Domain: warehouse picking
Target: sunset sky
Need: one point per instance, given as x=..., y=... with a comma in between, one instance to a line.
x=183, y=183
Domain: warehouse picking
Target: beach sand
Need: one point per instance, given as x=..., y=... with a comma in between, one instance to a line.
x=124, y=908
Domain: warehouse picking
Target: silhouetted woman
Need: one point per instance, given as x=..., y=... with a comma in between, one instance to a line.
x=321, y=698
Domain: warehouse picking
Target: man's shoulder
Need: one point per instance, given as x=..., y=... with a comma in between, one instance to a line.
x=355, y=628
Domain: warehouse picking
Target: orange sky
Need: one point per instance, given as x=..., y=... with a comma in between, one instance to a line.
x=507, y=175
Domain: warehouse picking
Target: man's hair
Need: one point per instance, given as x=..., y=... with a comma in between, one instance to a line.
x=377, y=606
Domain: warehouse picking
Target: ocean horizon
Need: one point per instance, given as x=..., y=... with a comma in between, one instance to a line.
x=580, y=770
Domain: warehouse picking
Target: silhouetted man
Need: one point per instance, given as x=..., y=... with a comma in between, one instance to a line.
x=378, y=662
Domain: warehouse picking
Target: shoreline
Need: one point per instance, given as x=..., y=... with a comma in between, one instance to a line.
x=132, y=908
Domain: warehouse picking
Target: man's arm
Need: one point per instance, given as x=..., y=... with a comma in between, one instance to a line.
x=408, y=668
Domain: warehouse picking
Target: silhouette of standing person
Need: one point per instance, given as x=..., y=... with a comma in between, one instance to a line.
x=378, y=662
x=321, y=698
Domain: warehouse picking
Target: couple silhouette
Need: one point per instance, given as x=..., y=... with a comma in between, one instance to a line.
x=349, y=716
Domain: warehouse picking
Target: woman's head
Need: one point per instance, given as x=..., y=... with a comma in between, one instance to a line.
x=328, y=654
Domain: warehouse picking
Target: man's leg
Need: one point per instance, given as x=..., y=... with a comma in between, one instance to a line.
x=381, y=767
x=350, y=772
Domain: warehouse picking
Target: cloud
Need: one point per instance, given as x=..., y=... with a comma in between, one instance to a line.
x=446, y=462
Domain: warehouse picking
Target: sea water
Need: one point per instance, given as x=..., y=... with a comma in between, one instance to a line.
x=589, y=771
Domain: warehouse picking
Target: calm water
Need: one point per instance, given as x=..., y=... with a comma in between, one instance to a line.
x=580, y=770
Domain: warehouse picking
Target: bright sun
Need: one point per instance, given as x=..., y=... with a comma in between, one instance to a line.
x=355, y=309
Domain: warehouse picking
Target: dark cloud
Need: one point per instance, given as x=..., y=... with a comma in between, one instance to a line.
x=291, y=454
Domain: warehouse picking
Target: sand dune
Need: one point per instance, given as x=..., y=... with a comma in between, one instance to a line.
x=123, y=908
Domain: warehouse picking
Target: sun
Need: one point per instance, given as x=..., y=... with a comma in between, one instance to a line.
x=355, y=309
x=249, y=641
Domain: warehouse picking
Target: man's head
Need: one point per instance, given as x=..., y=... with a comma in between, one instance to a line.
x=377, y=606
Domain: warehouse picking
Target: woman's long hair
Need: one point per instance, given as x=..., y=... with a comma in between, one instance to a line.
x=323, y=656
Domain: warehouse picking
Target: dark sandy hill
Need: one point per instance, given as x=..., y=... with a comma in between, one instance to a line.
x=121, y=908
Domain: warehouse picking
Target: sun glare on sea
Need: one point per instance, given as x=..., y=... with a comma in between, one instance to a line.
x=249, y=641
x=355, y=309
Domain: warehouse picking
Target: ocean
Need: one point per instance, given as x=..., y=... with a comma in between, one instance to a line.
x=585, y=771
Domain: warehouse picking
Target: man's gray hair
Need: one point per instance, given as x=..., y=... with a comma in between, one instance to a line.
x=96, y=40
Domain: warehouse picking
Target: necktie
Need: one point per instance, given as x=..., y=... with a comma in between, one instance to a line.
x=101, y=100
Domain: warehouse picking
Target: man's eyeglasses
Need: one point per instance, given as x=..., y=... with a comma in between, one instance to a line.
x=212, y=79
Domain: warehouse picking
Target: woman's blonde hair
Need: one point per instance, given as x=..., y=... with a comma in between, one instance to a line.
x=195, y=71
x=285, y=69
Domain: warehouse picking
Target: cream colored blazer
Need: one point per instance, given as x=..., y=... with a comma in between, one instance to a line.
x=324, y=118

GIVEN REQUEST :: Write the listing out again, exactly as shown above.

EXERCISE SOLUTION ::
Domain: warehouse picking
Target: sunset sky
Need: one point per instance, given as x=..., y=... with a comma in between, one instance to a line.
x=183, y=183
Domain: warehouse picking
Target: beach sand
Need: one point per instance, given as x=..., y=... with a comma in between, one instance to a line.
x=124, y=908
Domain: warehouse picking
Target: silhouetted woman
Need: one point per instance, given as x=..., y=... with a comma in between, one instance to a line.
x=321, y=698
Domain: warehouse picking
Target: man's shoulder
Need: one point per instance, given as x=..., y=... with a comma in between, one instance to a line.
x=355, y=628
Domain: warehouse picking
Target: orange sky
Need: one point per instance, given as x=..., y=... with a comma in between, one instance to a line.
x=507, y=175
Domain: warehouse picking
Target: man's hair
Need: one point per instance, given as x=..., y=... with a comma in between, one instance to a line.
x=377, y=606
Domain: warehouse picking
Target: ocean horizon
Need: one point per instance, given as x=..., y=... with a comma in between, one instance to a line.
x=580, y=770
Domain: warehouse picking
Target: silhouetted man
Need: one point per instance, given as x=..., y=... with a comma in between, one instance to a line.
x=378, y=662
Domain: warehouse picking
Target: shoreline
Need: one point per instance, given as x=..., y=... with a comma in between, one instance to a line.
x=132, y=908
Domain: warehouse picking
Target: man's arm
Need: one point per instance, given as x=..., y=... with a comma in between, one instance to a line.
x=408, y=668
Domain: warehouse picking
Target: silhouette of standing person
Need: one point per instance, given as x=..., y=... with a comma in between, one instance to a line.
x=378, y=662
x=321, y=698
Domain: warehouse picking
Target: couple silhouette
Need: one point per instance, given as x=..., y=... with a comma in between, one instance to a line.
x=349, y=716
Domain: warehouse picking
Target: woman's head
Need: one point per instance, given as x=..., y=... with a comma in between, one instance to a line.
x=328, y=654
Domain: warehouse picking
Target: man's leg
Need: one point per instance, given as x=..., y=... with a comma in between, one instance to a line.
x=381, y=767
x=350, y=772
Domain: warehouse picking
Target: cloud
Need: one point per instance, given as x=..., y=... with a comma in between, one instance to a line.
x=446, y=462
Domain: warehouse picking
Target: sea water
Need: one point per instance, given as x=..., y=... with a comma in between, one instance to a line.
x=589, y=771
Domain: warehouse picking
Target: calm water
Need: one point per instance, given as x=..., y=... with a comma in between, one instance to a line.
x=580, y=770
Domain: warehouse picking
Target: bright sun
Need: one point per instance, given as x=..., y=... with a comma in between, one instance to a line.
x=355, y=309
Domain: warehouse picking
Target: dark cloud
Need: one point per instance, given as x=..., y=... with a comma in between, one instance to a line.
x=291, y=454
Domain: warehouse picking
Target: sand dune
Need: one point per instance, given as x=..., y=... with a comma in between, one instance to a line.
x=123, y=908
Domain: warehouse picking
Target: sun
Need: one point per instance, given as x=..., y=... with a comma in between, one instance to a line.
x=355, y=309
x=249, y=641
Domain: warehouse picking
Target: man's head
Need: one point per instance, given as x=..., y=... with a comma in between, one instance to a line.
x=377, y=606
Domain: warehouse picking
Target: woman's long hair
Need: one point per instance, given as x=..., y=... with a comma in between, one instance to a line.
x=323, y=656
Domain: warehouse picking
Target: dark sandy hill
Need: one point per instance, given as x=..., y=... with a comma in between, one instance to a line.
x=121, y=908
Domain: warehouse picking
Target: sun glare on sea
Need: one point per instance, given as x=..., y=... with a comma in between, one instance to a line.
x=249, y=641
x=355, y=309
Domain: warehouse picking
Target: ocean
Need: one point per instance, given as x=..., y=... with a comma in between, one instance to a line.
x=585, y=771
Domain: warehouse picking
Target: man's gray hair
Need: one point per instance, given as x=..., y=... with a comma in between, one instance to a line.
x=96, y=40
Domain: warehouse picking
Target: necktie
Need: one point per instance, given as x=..., y=... with a comma in between, one instance to a line.
x=101, y=100
Domain: warehouse picking
Target: man's eyeglasses
Need: one point per instance, given as x=..., y=... with a comma in between, one instance to a line.
x=212, y=79
Domain: warehouse picking
Target: woman's blonde hair
Need: one point per instance, given as x=..., y=... with a comma in between, one instance to a line.
x=195, y=71
x=285, y=69
Domain: warehouse picking
Target: cream colored blazer
Need: one point per instance, given as x=..., y=... with a comma in between, one instance to a line.
x=324, y=118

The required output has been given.